→ Task to carry out:
Return every line below as a JSON array of strings, one string per line, and leave out blank lines.
── Available data
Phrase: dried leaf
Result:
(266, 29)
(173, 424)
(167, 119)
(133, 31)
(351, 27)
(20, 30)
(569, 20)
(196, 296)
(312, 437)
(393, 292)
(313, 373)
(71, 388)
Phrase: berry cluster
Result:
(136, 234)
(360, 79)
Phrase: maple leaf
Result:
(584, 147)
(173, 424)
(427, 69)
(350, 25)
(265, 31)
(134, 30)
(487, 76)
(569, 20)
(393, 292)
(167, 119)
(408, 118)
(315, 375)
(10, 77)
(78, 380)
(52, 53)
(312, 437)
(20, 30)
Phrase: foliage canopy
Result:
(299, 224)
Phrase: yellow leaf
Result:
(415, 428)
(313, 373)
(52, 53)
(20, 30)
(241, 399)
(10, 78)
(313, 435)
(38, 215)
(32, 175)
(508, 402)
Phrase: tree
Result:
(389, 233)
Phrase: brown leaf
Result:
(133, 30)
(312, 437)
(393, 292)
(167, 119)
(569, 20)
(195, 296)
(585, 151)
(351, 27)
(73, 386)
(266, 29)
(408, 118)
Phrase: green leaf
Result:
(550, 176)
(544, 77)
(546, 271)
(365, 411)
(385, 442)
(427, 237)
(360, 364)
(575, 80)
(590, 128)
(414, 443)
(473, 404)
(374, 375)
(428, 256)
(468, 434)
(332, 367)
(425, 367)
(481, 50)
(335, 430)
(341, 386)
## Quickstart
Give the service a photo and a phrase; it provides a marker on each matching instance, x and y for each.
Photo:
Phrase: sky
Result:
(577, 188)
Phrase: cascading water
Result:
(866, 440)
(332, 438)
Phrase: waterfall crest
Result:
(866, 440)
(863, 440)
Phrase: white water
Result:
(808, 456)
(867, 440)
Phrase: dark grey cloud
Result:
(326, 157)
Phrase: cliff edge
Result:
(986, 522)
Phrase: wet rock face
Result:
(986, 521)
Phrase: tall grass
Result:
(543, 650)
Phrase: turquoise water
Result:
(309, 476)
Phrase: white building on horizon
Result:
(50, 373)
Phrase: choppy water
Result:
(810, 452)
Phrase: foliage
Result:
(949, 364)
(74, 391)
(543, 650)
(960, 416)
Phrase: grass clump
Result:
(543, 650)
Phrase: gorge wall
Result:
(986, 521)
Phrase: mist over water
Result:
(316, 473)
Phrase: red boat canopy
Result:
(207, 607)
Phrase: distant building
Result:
────
→ Written answer:
[
  "Phrase: dried leaf",
  "Result:",
  "(266, 29)",
  "(173, 424)",
  "(167, 119)",
  "(133, 31)",
  "(351, 27)",
  "(20, 30)",
  "(569, 20)",
  "(196, 296)",
  "(312, 437)",
  "(393, 292)",
  "(313, 373)",
  "(71, 388)",
  "Phrase: berry cluster",
  "Result:",
  "(136, 234)",
  "(360, 79)",
  "Phrase: maple leaf",
  "Result:",
  "(584, 147)",
  "(173, 424)",
  "(427, 69)",
  "(350, 25)",
  "(265, 31)",
  "(134, 30)",
  "(487, 76)",
  "(569, 20)",
  "(393, 292)",
  "(167, 119)",
  "(408, 118)",
  "(315, 375)",
  "(10, 77)",
  "(78, 380)",
  "(52, 53)",
  "(312, 437)",
  "(20, 30)",
  "Phrase: foliage canopy",
  "Result:",
  "(299, 224)",
  "Phrase: yellow leaf",
  "Result:",
  "(415, 428)",
  "(313, 373)",
  "(52, 53)",
  "(20, 30)",
  "(241, 399)",
  "(10, 78)",
  "(313, 435)",
  "(38, 215)",
  "(32, 175)",
  "(508, 402)",
  "Phrase: tree",
  "Result:",
  "(389, 233)",
  "Phrase: brown leaf",
  "Result:",
  "(133, 30)",
  "(312, 437)",
  "(393, 292)",
  "(167, 119)",
  "(569, 20)",
  "(195, 296)",
  "(585, 151)",
  "(351, 27)",
  "(73, 386)",
  "(266, 29)",
  "(408, 118)",
  "Phrase: green leaf",
  "Result:",
  "(550, 176)",
  "(544, 77)",
  "(546, 271)",
  "(365, 411)",
  "(385, 442)",
  "(427, 237)",
  "(360, 364)",
  "(575, 80)",
  "(590, 128)",
  "(414, 443)",
  "(473, 404)",
  "(374, 375)",
  "(428, 256)",
  "(468, 434)",
  "(332, 367)",
  "(425, 367)",
  "(481, 50)",
  "(335, 430)",
  "(341, 386)",
  "## Quickstart",
  "Give the service a photo and a phrase; it provides a marker on each matching instance, x and y for each.",
  "Photo:",
  "Phrase: sky",
  "Result:",
  "(577, 188)",
  "Phrase: cascading water",
  "Result:",
  "(866, 440)",
  "(332, 438)",
  "Phrase: waterfall crest",
  "Result:",
  "(866, 440)",
  "(863, 440)",
  "Phrase: white water",
  "Result:",
  "(808, 456)",
  "(867, 440)",
  "Phrase: dark grey cloud",
  "Result:",
  "(326, 157)",
  "Phrase: cliff edge",
  "Result:",
  "(986, 522)",
  "Phrase: wet rock face",
  "Result:",
  "(986, 521)",
  "Phrase: tall grass",
  "Result:",
  "(543, 650)",
  "Phrase: turquoise water",
  "Result:",
  "(309, 476)",
  "Phrase: white building on horizon",
  "Result:",
  "(50, 373)",
  "Phrase: choppy water",
  "Result:",
  "(810, 452)",
  "Phrase: foliage",
  "Result:",
  "(949, 364)",
  "(74, 391)",
  "(543, 650)",
  "(960, 416)",
  "Phrase: grass clump",
  "Result:",
  "(543, 650)",
  "Phrase: gorge wall",
  "Result:",
  "(986, 521)",
  "Phrase: mist over water",
  "Result:",
  "(316, 473)",
  "Phrase: red boat canopy",
  "Result:",
  "(207, 607)",
  "Phrase: distant building",
  "Result:"
]